** Page **

Skip to main content

Exporting Keys

It is possible to export encryption keys and move the decryption of events to a later point in time. This has various benefits:

  1. decoupling of encrypted data and encryption keys (no persistence of decrypted data)
  2. views can be created to create the idea of working with raw data
  3. permissions can be enforced on encryption keys to prevent arbitrary access

Exporting encryption keys

The derived streams feature manages the decryption of data for you. The keys exist only within the STRM Privacy keys database, for a duration a little longer than the keys rotation period 1. The derived streams have a default retention of 7 days, so if you don’t have the keys, and don’t consume or export the derived streams within 7 days, you lose the capability to decrypt the fields marked as PII.

Assuming your company decides that it wants to have the actual encryption keys 2, you need to configure STRM Privacy to provide you with the keys. A pre-requisite is that your account is enabled for this capability. The free subscription does not allow to export keys.

info

Exporting keys is only permitted if your account allows this. There is currently no way to enable this setting from the customer console. Please contact us if you are interested in this.

Prepare a data connector

In this quickstart, a data connector named demo is used, which can be created with:

$ strm create data-connector gcs demo strm-demo --credentials-file gcloud.json

It allows a connection to a Google Cloud Storage bucket called strm-demo using service account credentials created via the Google Cloud console.

When using an AWS S3 data connector, the mechanism is similar and described here.

The bucket's contents can be accessed with the aws cli tool for S3 or the gsutil Google Cloud cli tool for Google Cloud, or their respective cloud consoles.

Create an exporter

Currently, only batch exporters can be used to export the encryption keys, that work very similar to the event batch exporters. So you need the same mechanism with authenticated and authorized IAM users.

$ strm create batch-exporter --help

Usage:
dstrm create batch-exporter [stream-name] [flags]

Flags:
--data-connector string name of the data connector - optional if you own only one data connector
--export-keys Do we want to export the keys stream
-h, --help help for batch-exporter
--include-existing-events Do we want to include all existing events
--interval int Interval in seconds between batches (default 60)
--name string optional batch exporter name
--path-prefix string path prefix on bucket

To export encryption keys, look for the --export-keys option. Provided key exporting is enabled for your account, you can do the following:

$ strm create batch-exporter demo --export-keys \
--interval 30 --path-prefix demo-keys --data-connector demo
{
"ref": {
"name": "demo-demo-keys",
"projectId": "30fcd008-9696-...."
},
"keyStreamRef": {
"name": "demo",
"projectId": "30fcd008-9696-...."
},
"dataConnectorRef": {
"name": "demo",
"projectId": "30fcd008-9696-...."
},
"interval": "30s",
"pathPrefix": "demo-keys"

** Stated task A **
In how many lines of the records does the string "stone" appear, with case counting? Give only the number.

Stored records:
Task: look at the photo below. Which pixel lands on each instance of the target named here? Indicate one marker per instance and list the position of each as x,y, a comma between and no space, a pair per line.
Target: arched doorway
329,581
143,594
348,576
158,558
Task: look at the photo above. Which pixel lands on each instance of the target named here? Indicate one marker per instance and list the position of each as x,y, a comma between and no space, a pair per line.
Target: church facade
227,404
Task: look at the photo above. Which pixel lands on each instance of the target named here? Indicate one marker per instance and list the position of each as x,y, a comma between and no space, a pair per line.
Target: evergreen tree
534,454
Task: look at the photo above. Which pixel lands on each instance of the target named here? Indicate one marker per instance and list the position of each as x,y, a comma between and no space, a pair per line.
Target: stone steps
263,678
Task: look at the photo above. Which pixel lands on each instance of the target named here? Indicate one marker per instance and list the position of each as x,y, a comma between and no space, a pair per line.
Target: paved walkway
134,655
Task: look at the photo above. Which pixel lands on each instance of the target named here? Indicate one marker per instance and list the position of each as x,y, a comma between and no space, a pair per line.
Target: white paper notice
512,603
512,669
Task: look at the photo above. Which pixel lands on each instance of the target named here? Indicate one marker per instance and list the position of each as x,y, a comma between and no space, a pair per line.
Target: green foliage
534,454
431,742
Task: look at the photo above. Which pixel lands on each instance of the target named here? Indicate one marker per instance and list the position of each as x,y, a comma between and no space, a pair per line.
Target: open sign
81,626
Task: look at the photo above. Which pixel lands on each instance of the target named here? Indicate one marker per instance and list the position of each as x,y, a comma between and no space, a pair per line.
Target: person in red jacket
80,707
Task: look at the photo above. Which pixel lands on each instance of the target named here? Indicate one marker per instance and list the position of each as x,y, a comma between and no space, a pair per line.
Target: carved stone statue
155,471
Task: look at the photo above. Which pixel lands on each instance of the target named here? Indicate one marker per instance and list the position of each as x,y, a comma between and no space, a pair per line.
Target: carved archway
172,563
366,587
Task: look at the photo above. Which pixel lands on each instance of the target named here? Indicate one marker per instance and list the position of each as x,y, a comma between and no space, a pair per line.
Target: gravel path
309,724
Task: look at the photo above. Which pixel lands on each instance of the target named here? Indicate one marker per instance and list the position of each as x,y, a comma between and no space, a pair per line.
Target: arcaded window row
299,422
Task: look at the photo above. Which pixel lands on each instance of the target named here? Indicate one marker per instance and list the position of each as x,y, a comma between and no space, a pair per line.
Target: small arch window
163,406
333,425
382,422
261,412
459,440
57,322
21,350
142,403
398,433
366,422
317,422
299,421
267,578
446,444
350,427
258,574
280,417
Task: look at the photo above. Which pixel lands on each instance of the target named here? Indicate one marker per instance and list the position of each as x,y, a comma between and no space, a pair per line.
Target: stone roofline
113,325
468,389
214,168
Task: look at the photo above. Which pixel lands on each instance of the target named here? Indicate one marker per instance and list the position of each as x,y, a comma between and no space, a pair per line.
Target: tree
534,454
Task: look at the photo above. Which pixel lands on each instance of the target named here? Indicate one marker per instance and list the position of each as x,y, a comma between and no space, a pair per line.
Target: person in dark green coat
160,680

** Stated task B **
Continue the page on exporting encryption keys from the point where it stops.

** Written reply A **
3

** Written reply B **
}
  1. ref: the reference to the batch-exporter
  2. keyStreamRef: the reference to the key stream
  3. dataConnectorRef: the reference to the data connector to use
  4. pathPrefix: a directory to use in the bucket for storing keys
tip

If you have more than one data-connector defined, you must provide its name. If you have only one, it is chosen as the default option.

note

The current implementation of this key export mechanism does not export keys that were created more than 7 days earlier 3.

Exported keys in the bucket

note

The keys csv files have 2 more columns related to the pipeline Policies. See the Policies concept

note

For this quickstart, strm simulate random-events demo for a while, to ensure events, and thus encryption keys are present.

You can have a look at the output:

$ gsutil ls gs://strm-demo/demo-keys/

gs://strm-demo/demo-keys/2021-08-18T12:09:00-keys-3b398d5c-2d7c-4673-9f73-3693e137ddbb---0-1-2-3-4.csv
gs://strm-demo/demo-keys/2021-08-18T12:09:30-keys-3b398d5c-2d7c-4673-9f73-3693e137ddbb---0-1-2-3-4.csv

$ gsutil cat gs://strm-demo/demo-keys/2021-08-18T12:09:30-keys-3b398d5c-2d7c-4673-9f73-3693e137ddbb---0-1-2-3-4.csv | tail -1

"b15bca55-3a4c-4e49-b8ab-f702de632c06","{""primaryKeyId"":79082719,""key"":[{""keyData"":{""typeUrl"":""type.googleapis.com/google.crypto.tink.AesSivKey"",""value"":""EkDZZDHV5UnICX/N6G..."",""keyMaterialType"":""SYMMETRIC""},""status"":""ENABLED"",""keyId"":79082719,""outputPrefixType"":""TINK""}]}

You can do exactly the same for an AWS S3 bucket. Inspect the keys like so:

$ aws s3 ls strmprivacy-export-demo/perf-test-keys/

2021-05-04 15:41:37 0 .strm_test...95-dfec21be8251.jsonl
2021-05-04 16:13:01 166008 2021-05-04T14:13:00-keys-e1...-7-8-9.csv
2021-05-04 16:13:31 701824 2021-05-04T14:13:30-keys-e1...-7-8-9.csv

$ aws s3 cp s3://strmprivacy-export-demo/perf-test-keys/2021-05-04T14:13:00-keys-e1...-7-8-9.csv - | tail -1

"b15bca55-3a4c-4e49-b8ab-f702de632c06","{""primaryKeyId"":79082719,""key"":[{""keyData"":{""typeUrl"":""type.googleapis.com/google.crypto.tink.AesSivKey"",""value"":""EkDZZDHV5UnICX..."",""keyMaterialType"":""SYMMETRIC""},""status"":""ENABLED"",""keyId"":79082719,""outputPrefixType"":""TINK""}]}
  1. .strm_test...95-dfec21be8251.jsonl: This is a test file created by STRM Privacy to verify that the exporter can actually write in this bucket. Because it starts with a . it is ignored by most tools. If the data connector used has delete permissions, this file will be deleted after the test and therefore absent.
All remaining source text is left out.